Work to do: Render every line of the records below as a numbered list, skipping any blank lines. Leave the pictures out of your answer.

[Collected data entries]
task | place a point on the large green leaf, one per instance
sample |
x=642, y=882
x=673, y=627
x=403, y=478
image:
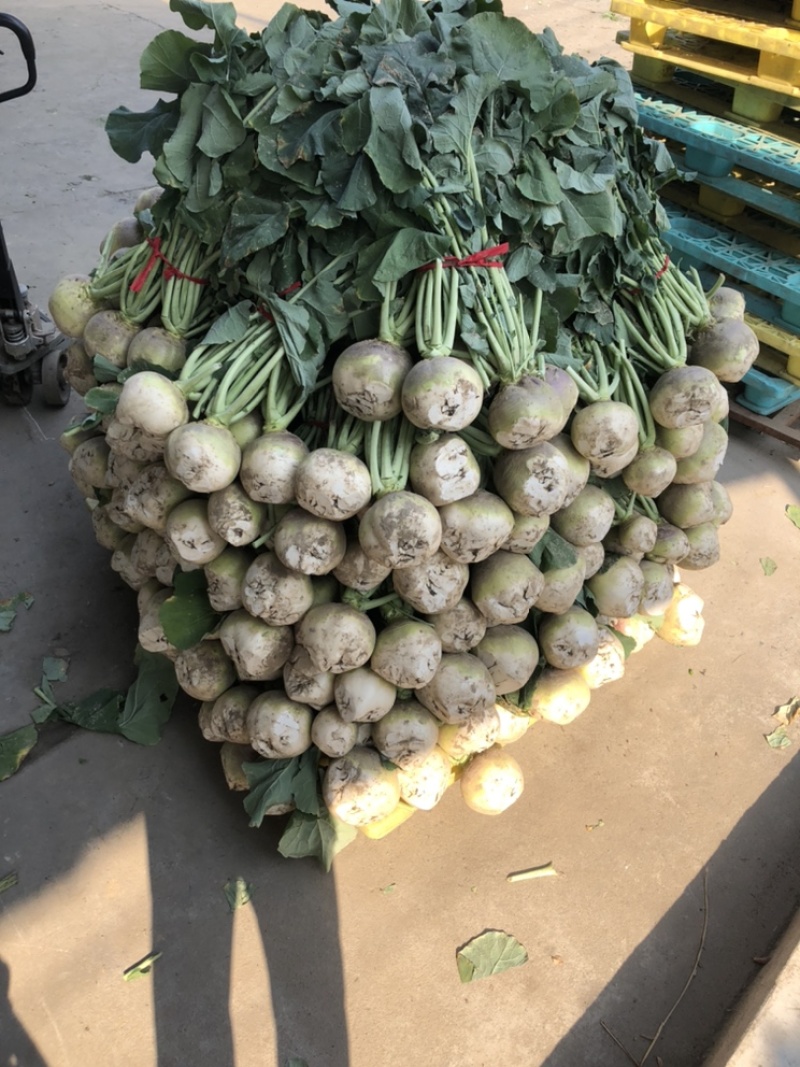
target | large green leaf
x=320, y=837
x=131, y=133
x=149, y=700
x=291, y=781
x=490, y=953
x=14, y=747
x=187, y=615
x=165, y=65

Solution:
1. task | place a point on the large green leaf, one per instance
2. sample |
3. x=642, y=882
4. x=673, y=627
5. x=403, y=478
6. image:
7. target | large green leaf
8. x=320, y=837
9. x=131, y=133
10. x=149, y=700
11. x=291, y=781
12. x=490, y=953
13. x=14, y=747
14. x=187, y=615
15. x=165, y=65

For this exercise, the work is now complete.